*Work to do*: Please render the lines below as a Markdown table with two columns, Row and Line, numbering each row and skipping blank lines. Leave the pictures out.

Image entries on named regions

★ ★ ★ ★

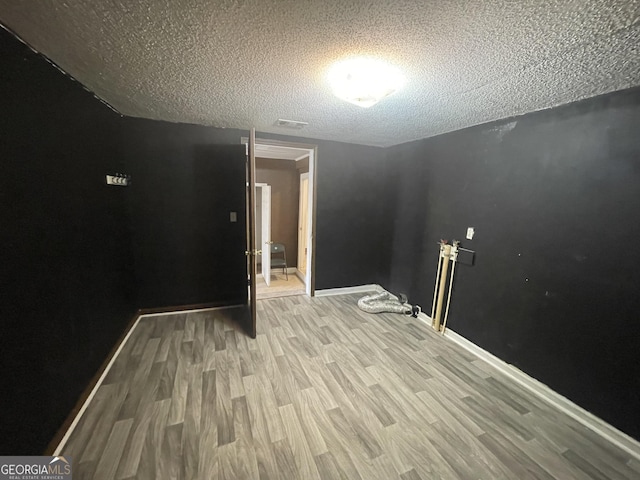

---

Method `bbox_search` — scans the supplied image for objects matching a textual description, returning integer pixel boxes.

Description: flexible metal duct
[358,291,414,315]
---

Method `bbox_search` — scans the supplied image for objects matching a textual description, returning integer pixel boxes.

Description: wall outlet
[467,227,476,240]
[107,173,131,187]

★ ★ ★ ★

*Correct answer*:
| Row | Line |
|---|---|
| 1 | --- |
| 2 | Method `bbox_search` — scans the supplied image for objects matching a textual description, returning integer pixel boxes. |
| 3 | Description: flexible metal duct |
| 4 | [358,291,414,315] |
| 5 | --- |
| 6 | Method `bbox_search` — scans the supplied image for objects matching a textual description, returning integer pixel boxes. |
| 7 | Description: wall outlet |
| 8 | [467,227,476,240] |
| 9 | [107,173,131,187] |